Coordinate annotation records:
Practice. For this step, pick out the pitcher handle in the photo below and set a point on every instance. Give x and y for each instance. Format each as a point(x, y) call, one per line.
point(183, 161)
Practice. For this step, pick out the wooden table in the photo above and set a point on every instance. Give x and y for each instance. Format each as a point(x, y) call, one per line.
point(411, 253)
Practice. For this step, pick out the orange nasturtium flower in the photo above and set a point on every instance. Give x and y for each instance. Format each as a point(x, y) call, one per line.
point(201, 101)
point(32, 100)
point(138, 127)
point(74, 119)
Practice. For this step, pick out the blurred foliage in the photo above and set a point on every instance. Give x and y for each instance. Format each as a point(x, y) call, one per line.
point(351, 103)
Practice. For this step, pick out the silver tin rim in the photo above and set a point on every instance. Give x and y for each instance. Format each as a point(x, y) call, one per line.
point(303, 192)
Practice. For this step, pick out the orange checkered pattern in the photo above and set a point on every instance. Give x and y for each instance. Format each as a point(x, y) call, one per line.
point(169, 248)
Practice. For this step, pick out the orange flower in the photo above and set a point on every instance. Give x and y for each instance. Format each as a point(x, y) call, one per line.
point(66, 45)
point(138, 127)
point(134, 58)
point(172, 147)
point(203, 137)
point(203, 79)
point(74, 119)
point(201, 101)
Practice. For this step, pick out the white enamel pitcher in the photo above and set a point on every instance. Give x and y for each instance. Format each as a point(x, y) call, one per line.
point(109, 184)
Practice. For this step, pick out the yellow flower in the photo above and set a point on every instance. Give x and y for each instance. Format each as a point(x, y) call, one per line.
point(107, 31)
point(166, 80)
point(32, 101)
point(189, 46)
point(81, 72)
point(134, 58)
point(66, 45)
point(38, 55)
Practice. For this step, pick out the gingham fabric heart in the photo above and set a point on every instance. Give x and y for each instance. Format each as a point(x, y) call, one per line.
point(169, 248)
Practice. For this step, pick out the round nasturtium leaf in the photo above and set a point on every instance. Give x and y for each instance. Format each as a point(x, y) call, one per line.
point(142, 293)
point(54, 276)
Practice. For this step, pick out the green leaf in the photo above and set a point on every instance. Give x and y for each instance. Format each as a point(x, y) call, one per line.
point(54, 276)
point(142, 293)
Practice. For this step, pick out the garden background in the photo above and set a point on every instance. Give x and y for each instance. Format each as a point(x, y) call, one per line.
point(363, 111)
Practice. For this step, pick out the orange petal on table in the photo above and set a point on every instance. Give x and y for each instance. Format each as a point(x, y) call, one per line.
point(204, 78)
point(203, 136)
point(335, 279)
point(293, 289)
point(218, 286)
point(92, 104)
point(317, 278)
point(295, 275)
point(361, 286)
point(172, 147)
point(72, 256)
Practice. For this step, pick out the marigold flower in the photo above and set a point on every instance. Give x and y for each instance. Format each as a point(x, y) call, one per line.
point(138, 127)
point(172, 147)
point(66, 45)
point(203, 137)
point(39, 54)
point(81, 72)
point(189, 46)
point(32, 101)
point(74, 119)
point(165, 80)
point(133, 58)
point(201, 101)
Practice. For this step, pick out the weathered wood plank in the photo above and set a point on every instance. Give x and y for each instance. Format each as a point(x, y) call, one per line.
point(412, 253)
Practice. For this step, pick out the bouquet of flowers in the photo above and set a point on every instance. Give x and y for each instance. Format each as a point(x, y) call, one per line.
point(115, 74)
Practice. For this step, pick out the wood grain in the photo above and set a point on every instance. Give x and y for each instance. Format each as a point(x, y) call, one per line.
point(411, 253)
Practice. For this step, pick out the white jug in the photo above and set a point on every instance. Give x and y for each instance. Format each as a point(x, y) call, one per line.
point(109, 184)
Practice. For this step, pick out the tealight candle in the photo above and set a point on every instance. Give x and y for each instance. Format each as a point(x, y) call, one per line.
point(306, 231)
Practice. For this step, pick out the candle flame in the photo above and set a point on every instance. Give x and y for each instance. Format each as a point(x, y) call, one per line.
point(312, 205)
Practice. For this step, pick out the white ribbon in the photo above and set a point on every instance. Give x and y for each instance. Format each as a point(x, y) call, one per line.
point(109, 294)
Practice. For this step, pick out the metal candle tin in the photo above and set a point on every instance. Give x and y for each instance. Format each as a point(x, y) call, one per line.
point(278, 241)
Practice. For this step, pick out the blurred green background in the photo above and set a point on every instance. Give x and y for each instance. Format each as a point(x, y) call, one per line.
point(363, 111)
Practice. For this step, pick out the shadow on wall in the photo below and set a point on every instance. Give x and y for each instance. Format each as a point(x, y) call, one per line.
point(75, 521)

▸ **Given task**
Copy all of the records above word for word, keeping every line unchanged and in its original order.

▸ **Reply**
Practice. For this step, pick out the pitcher handle in the photo below and set a point on every instance. Give x and y for each instance. Format each as a point(x, y) call, one per line.
point(183, 161)
Practice. For this step, pick out the wooden table in the photo above and set a point on every instance. Give x and y for each instance. Format each as a point(x, y) call, one per line.
point(411, 253)
Practice. For this step, pick out the orange nasturtium flower in the photo above and set a point on every instance. Give x and y for each instance. Format each as a point(x, y) call, one per line.
point(201, 101)
point(32, 100)
point(138, 127)
point(74, 119)
Practice. For this step, pick out the blurred foliage in the photo above and set a point on every instance. Give x and y for each instance. Format each as a point(x, y) call, one per line.
point(351, 103)
Practice. For this step, pick out the silver tin rim in the photo above and set a point on every instance. Give x and y for each instance. Format each as a point(x, y) call, one per line.
point(303, 192)
Practice. For this step, pick out the orange checkered pattern in the photo above and set a point on every instance. Give x and y for each instance. Format each as a point(x, y) call, one per line.
point(169, 248)
Practice. For this step, pick out the orange flower in the photo above and set a point on every instance. Give x and y for each instance. Format each as a point(x, y) call, one per line.
point(66, 45)
point(138, 127)
point(134, 58)
point(172, 147)
point(203, 137)
point(203, 79)
point(74, 119)
point(201, 101)
Practice. For this step, pick out the white enamel pitcher in the photo above and set a point on every instance. Give x and y for each instance. Format each as a point(x, y) call, one per line.
point(109, 184)
Practice. For this step, pick out the yellow flower in the photo above and set a point on every instance. Give x and y for each instance. Format each as a point(x, y) call, one per line.
point(107, 31)
point(166, 80)
point(32, 101)
point(189, 46)
point(81, 72)
point(134, 58)
point(66, 45)
point(38, 55)
Practice. For this step, pick out the gingham fabric heart in the photo above and set a point on every instance. Give x and y for each instance. Format each as a point(x, y) call, one per line.
point(169, 248)
Practice. For this step, pick out the round nasturtium leaf in the photo above and set a point on every instance. Give x and y for each instance. Format each as a point(x, y) call, one per line.
point(142, 293)
point(54, 276)
Practice. For this step, pick out the green leaf in the photo above and set a point on every instance. Give x and y for each instance. Format each as a point(x, y) call, one per line.
point(54, 276)
point(142, 293)
Practice. For this step, pick out the garden background in the photo above and set a point on every instance. Give x and y for each instance. Format each as a point(x, y) call, one per line.
point(363, 111)
Practice. For this step, pick out the orange petal on table in the photo above and set a point on every instance. Give x and y for each instance. Format each as a point(x, y) call, one per line.
point(204, 78)
point(203, 136)
point(335, 279)
point(293, 289)
point(218, 286)
point(92, 104)
point(317, 278)
point(295, 275)
point(361, 286)
point(172, 147)
point(72, 256)
Practice. For this step, pick out the marigold flower in the photo above and set a point on every instance. Give x and y for each instance. Format each as a point(x, y) call, one per line.
point(138, 127)
point(172, 147)
point(66, 45)
point(203, 137)
point(39, 54)
point(81, 72)
point(189, 46)
point(32, 101)
point(74, 119)
point(165, 80)
point(133, 58)
point(201, 101)
Practice. For this step, pick out the weathered wood plank in the photo above and set a point on every instance. Give x and y for each instance. Format each as a point(x, y) call, one per line.
point(412, 253)
Practice. For this step, pick out the bouquet of flowers in the photo above and set a point on every instance. Give x and y for each instance. Format each as a point(x, y) call, one per line.
point(115, 74)
Practice. For this step, pick out the wood grain in the photo above and set a point on every instance. Give x and y for each instance. Format each as a point(x, y) call, one per line.
point(411, 253)
Practice. For this step, pick out the white jug in the photo above and set a point on every instance. Give x and y for each instance. Format each as a point(x, y) call, one per line.
point(109, 184)
Practice. For this step, pick out the tealight candle in the photo above and set a point on every instance. Give x and y for each instance. Format each as a point(x, y) call, one per line.
point(306, 231)
Practice. For this step, pick out the candle flame in the photo above and set a point on every instance. Give x and y for each instance. Format each as a point(x, y) call, one per line.
point(312, 205)
Practice. For this step, pick out the white ribbon in the photo above and set a point on every instance. Give x and y for each instance. Format each as a point(x, y) call, one per line.
point(109, 294)
Practice. For this step, pick out the metal candle tin in the photo above and set a point on every instance. Give x and y for each instance. Format each as a point(x, y) call, one per line.
point(278, 241)
Practice. For this step, pick out the blurred green background in the photo above and set a point on every instance. Give x and y for each instance. Format each as a point(x, y) call, one per line.
point(363, 111)
Practice. For this step, pick out the shadow on wall in the photo below and set a point on every instance. Give x and y for each instance. Format each as a point(x, y) call, one per line.
point(75, 521)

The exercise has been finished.